BEGIN Input

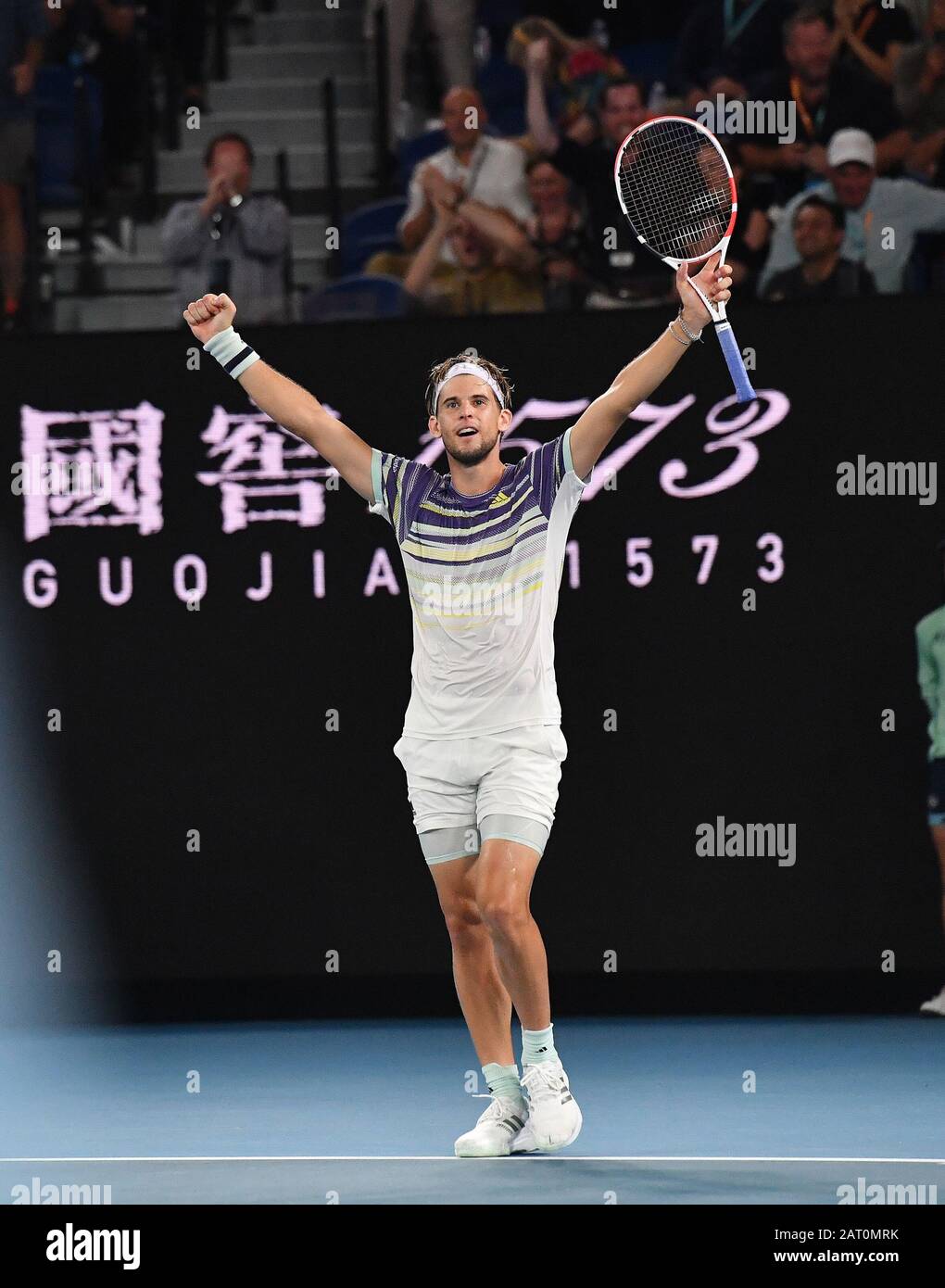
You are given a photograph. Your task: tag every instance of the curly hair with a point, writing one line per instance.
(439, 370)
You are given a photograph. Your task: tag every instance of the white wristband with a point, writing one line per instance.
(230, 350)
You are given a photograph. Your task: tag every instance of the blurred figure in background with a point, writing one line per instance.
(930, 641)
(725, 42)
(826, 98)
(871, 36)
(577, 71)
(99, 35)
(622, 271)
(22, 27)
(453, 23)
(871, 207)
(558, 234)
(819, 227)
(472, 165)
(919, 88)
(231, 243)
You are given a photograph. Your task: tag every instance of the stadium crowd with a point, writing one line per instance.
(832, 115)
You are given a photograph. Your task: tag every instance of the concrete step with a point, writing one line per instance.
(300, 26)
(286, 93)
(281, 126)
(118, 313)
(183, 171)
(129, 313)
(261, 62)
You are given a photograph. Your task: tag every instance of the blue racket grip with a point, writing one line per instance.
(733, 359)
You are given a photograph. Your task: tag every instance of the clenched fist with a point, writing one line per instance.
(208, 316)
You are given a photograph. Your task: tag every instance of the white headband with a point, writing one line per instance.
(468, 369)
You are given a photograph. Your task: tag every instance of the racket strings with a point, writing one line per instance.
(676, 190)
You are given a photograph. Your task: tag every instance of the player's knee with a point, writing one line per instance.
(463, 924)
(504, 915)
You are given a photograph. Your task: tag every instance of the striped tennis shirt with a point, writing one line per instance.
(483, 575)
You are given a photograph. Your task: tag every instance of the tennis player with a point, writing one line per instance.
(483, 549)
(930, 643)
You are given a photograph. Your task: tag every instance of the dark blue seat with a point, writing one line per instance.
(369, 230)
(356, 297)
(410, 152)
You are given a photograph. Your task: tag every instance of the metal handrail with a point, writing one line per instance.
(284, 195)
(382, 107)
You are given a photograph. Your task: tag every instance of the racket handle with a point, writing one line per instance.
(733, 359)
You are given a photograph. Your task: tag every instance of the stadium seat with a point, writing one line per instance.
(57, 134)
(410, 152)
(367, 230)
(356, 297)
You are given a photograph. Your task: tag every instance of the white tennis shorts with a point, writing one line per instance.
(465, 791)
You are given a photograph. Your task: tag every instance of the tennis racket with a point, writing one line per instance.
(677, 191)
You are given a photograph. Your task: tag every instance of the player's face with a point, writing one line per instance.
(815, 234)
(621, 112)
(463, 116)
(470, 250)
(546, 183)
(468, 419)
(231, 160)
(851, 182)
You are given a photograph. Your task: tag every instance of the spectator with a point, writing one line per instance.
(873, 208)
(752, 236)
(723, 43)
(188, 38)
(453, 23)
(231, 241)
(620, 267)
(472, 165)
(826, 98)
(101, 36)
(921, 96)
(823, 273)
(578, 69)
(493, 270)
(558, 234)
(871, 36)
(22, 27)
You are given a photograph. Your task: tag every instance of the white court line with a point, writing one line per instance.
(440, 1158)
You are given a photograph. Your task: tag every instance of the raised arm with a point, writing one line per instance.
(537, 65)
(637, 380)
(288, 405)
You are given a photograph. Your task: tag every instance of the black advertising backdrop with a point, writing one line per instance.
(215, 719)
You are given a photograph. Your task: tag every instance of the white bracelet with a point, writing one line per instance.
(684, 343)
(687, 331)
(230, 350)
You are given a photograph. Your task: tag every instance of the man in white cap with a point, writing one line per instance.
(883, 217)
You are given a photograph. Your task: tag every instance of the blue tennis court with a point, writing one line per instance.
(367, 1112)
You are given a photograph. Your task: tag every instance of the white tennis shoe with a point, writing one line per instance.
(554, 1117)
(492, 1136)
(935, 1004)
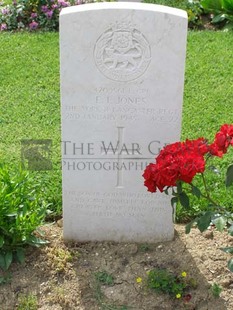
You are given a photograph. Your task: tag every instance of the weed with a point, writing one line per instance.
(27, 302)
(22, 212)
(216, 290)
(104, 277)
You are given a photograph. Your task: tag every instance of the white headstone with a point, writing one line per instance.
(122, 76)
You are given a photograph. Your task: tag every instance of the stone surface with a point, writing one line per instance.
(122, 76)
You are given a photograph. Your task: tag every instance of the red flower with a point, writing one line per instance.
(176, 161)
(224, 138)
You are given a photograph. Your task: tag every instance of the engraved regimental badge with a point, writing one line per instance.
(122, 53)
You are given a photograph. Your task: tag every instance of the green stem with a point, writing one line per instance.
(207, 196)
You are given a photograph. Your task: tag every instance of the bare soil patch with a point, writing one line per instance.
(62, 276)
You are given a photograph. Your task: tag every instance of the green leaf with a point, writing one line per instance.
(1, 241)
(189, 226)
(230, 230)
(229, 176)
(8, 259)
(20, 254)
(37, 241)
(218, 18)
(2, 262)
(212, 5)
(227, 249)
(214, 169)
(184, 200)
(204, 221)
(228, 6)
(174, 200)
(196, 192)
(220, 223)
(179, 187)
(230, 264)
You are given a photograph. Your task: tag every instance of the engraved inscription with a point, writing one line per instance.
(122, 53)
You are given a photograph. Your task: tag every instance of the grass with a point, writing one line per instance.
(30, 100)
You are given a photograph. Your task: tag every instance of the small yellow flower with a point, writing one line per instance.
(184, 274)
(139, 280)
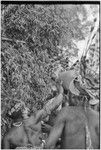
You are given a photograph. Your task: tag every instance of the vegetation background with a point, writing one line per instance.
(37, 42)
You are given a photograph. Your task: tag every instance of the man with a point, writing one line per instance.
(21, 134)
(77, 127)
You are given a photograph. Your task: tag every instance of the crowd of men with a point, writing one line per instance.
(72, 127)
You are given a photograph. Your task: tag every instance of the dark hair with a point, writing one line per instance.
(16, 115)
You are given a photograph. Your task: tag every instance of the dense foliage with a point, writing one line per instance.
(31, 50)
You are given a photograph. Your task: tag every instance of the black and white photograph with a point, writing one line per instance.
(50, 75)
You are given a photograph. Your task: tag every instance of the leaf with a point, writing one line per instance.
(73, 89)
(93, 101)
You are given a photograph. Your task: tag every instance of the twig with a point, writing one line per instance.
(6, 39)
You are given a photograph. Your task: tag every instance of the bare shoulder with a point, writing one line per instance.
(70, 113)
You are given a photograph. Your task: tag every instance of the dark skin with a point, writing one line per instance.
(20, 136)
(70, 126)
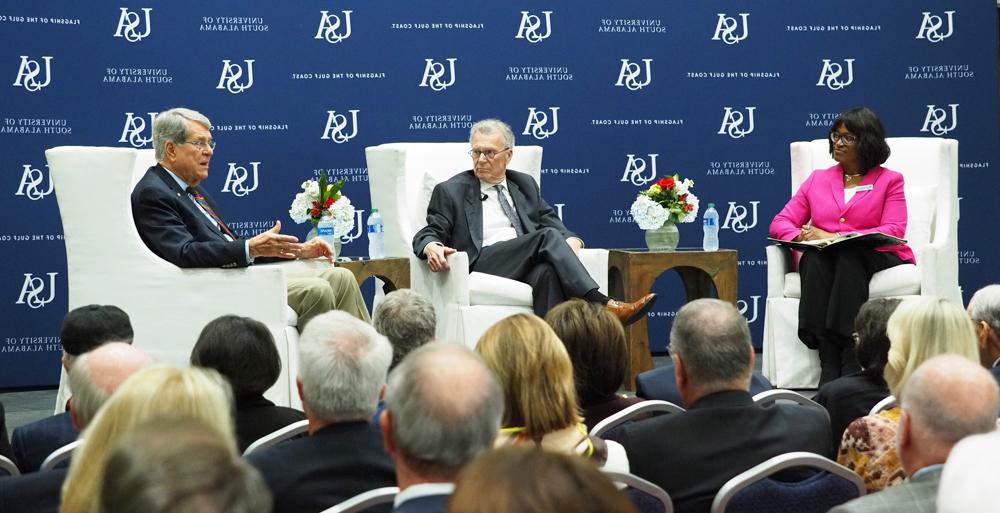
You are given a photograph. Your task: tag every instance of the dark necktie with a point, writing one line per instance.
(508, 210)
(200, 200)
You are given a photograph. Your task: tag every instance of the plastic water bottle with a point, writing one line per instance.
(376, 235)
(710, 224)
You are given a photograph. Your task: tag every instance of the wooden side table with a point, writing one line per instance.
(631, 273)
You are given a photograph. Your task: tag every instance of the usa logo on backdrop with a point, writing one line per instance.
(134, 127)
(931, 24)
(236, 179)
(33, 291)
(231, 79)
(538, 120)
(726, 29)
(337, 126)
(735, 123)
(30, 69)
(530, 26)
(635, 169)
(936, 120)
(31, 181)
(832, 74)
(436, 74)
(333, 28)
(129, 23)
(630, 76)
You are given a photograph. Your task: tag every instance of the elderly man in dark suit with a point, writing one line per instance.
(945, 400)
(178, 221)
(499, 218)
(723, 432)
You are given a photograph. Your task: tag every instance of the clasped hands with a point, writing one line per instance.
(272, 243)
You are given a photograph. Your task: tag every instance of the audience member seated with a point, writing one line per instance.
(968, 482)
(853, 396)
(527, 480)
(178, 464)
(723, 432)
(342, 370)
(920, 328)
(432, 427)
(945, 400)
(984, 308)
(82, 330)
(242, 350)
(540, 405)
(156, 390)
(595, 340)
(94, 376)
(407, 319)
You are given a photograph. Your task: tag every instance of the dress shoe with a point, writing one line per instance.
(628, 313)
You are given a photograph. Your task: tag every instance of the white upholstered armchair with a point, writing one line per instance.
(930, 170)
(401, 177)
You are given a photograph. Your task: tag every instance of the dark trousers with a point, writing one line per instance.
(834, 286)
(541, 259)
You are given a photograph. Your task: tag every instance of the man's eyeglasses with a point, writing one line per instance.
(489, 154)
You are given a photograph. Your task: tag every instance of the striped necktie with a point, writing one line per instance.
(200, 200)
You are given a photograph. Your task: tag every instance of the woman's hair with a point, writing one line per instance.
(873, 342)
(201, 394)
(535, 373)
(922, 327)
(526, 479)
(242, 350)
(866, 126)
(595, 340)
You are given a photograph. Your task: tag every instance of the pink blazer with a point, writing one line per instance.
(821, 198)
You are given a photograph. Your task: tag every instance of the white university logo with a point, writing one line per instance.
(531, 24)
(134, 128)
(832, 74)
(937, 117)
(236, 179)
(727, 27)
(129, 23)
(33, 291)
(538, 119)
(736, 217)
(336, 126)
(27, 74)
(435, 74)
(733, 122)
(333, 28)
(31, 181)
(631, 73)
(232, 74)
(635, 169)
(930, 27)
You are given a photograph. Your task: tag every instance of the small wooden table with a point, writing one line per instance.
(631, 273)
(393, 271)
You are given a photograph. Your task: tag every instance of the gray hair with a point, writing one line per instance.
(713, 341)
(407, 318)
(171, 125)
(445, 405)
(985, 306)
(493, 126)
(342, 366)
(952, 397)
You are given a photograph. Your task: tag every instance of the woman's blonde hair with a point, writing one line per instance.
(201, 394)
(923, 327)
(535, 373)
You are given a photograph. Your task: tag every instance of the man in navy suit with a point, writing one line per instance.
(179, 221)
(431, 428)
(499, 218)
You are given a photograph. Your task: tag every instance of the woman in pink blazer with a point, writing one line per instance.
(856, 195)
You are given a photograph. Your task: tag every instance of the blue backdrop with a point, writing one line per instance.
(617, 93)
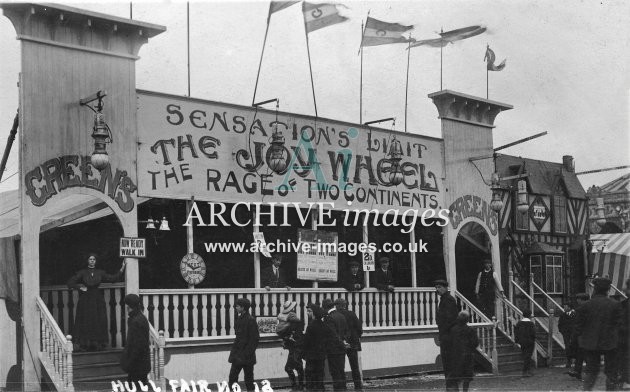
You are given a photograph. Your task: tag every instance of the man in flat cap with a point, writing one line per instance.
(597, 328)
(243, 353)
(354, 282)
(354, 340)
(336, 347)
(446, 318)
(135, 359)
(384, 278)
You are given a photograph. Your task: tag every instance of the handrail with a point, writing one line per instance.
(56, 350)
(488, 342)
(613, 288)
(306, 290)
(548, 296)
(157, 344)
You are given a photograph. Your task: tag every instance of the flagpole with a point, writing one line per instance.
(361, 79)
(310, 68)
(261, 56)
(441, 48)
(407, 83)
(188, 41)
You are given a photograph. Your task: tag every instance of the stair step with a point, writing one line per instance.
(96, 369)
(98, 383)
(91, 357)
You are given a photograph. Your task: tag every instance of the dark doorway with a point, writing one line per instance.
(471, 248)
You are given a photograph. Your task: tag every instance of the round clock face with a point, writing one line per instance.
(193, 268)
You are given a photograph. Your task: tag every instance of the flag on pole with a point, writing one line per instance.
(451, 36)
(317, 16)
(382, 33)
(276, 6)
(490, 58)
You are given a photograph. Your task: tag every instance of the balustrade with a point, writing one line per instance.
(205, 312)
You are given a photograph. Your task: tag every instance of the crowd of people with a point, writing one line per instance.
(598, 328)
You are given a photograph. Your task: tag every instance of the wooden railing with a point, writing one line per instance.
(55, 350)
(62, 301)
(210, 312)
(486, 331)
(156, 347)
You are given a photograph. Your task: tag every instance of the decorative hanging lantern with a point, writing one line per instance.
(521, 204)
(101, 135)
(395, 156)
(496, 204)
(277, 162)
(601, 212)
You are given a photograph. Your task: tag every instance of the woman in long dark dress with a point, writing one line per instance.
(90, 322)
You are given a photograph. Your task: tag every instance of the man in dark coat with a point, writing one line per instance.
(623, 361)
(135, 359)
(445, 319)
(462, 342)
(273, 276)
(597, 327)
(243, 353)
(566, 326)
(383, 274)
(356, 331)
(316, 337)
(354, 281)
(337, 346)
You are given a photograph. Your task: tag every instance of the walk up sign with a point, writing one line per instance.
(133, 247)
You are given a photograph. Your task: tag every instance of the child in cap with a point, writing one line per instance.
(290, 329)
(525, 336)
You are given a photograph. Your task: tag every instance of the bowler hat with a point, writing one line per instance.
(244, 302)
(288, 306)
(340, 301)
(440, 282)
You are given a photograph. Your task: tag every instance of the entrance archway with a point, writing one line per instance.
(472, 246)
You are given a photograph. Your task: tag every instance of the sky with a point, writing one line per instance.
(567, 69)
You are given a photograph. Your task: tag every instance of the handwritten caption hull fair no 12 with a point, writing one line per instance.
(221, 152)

END Input

▶ **What you have to do**:
In the records above, locate the line that contains "of the walk". Repeat it and every line after it, exactly, and nothing else.

▶ **Exercise answer**:
You are given a photograph. Your task: tag every instance of the walk up sign with a point, writing one line per instance.
(133, 247)
You are given a photograph. Your task: tag every instance of the child in cap with a point, writing one line per instance.
(290, 329)
(525, 336)
You are given a photograph. Your task: tag every instance of the bowler hat with a point, writing one line per instance.
(244, 302)
(288, 306)
(340, 301)
(440, 282)
You are given a photograph. Your task: tag every instance of the entrance archway with a point, writing one line per instance.
(472, 246)
You are given a photograph. Your task: tag every instance of the sky with a point, writing one line per instance.
(567, 69)
You are given a photograph. Your task: tag every instance of the handwritten caption hull fair no 12 with a point, writing one line per instance.
(221, 152)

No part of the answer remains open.